Because the material must be preserved as it stands, copy every line exactly.

Content starts

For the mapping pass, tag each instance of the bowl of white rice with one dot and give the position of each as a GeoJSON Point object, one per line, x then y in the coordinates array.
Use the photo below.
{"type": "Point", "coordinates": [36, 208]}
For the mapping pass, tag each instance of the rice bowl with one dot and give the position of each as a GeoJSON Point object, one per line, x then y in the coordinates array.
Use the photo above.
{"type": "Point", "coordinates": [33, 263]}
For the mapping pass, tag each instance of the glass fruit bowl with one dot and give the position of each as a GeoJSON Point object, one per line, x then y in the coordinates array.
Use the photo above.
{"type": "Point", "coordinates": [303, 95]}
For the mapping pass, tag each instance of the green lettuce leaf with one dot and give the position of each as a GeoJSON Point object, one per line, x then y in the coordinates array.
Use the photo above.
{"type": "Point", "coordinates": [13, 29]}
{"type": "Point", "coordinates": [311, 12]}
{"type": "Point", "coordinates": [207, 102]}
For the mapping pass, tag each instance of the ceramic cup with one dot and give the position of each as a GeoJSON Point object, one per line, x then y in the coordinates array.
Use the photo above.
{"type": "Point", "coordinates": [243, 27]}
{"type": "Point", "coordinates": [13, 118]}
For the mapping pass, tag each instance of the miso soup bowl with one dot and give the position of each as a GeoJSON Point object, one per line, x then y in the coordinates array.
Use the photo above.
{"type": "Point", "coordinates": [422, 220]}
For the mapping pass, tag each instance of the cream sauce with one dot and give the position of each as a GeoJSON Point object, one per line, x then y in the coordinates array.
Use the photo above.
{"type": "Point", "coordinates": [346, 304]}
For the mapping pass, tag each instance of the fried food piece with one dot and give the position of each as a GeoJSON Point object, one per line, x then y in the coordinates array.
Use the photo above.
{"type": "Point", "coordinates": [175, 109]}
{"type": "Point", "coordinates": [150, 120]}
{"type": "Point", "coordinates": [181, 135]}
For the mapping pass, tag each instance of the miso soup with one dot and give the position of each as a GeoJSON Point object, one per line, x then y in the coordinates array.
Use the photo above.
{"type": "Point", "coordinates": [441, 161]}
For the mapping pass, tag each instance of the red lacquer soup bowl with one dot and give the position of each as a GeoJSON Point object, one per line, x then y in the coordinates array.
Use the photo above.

Content ends

● **Task output**
For the mapping pass, tag each instance of the bowl of white rice with one dot and give the position of each as a GeoJSON Point object, one per line, x then y in the coordinates array.
Use the photo below.
{"type": "Point", "coordinates": [36, 208]}
For the mapping pass, tag each instance of the rice bowl with one dot and give the position of each as a GeoJSON Point object, one per line, x then y in the coordinates array.
Use the photo above.
{"type": "Point", "coordinates": [33, 263]}
For the mapping pass, tag each instance of the glass fruit bowl with one dot and give the position of each as a GeoJSON Point object, one per line, x then y in the coordinates array.
Use the photo above.
{"type": "Point", "coordinates": [303, 95]}
For the mapping pass, tag each instance of the green lettuce leaf with one dot and give the position of each as a GeoJSON Point object, one per line, x then y in the coordinates array.
Use the photo above.
{"type": "Point", "coordinates": [13, 29]}
{"type": "Point", "coordinates": [311, 12]}
{"type": "Point", "coordinates": [207, 102]}
For the mapping pass, tag each instance of the ceramic cup with one dot and give the position of each as a GeoJSON Point object, one per line, x then y in the coordinates array.
Use the photo above.
{"type": "Point", "coordinates": [243, 27]}
{"type": "Point", "coordinates": [13, 118]}
For the mapping pass, tag each instance of the miso soup bowl with one dot and give the position of each as a GeoJSON Point object, one per line, x then y in the coordinates array.
Use the photo above.
{"type": "Point", "coordinates": [422, 220]}
For the mapping pass, tag each instance of the cream sauce with one dot and give the position of each as a GeoJSON Point object, one per line, x then y in the coordinates array.
Use the photo above.
{"type": "Point", "coordinates": [346, 304]}
For the mapping pass, tag each instance of the fried food piece with one dot and give the position of each as a GeoJSON Point object, one per line, x then y in the coordinates array.
Use the photo above.
{"type": "Point", "coordinates": [175, 109]}
{"type": "Point", "coordinates": [150, 120]}
{"type": "Point", "coordinates": [181, 135]}
For the mapping pass, tag each instance of the miso soup with one dot and give the position of each as a GeoJSON Point object, one per line, x then y in the coordinates array.
Use the photo above.
{"type": "Point", "coordinates": [441, 161]}
For the mapping pass, tag each instance of the red lacquer soup bowl with one dot and give the position of each as a GeoJSON Point object, one per line, x then y in the coordinates array.
Use the photo above.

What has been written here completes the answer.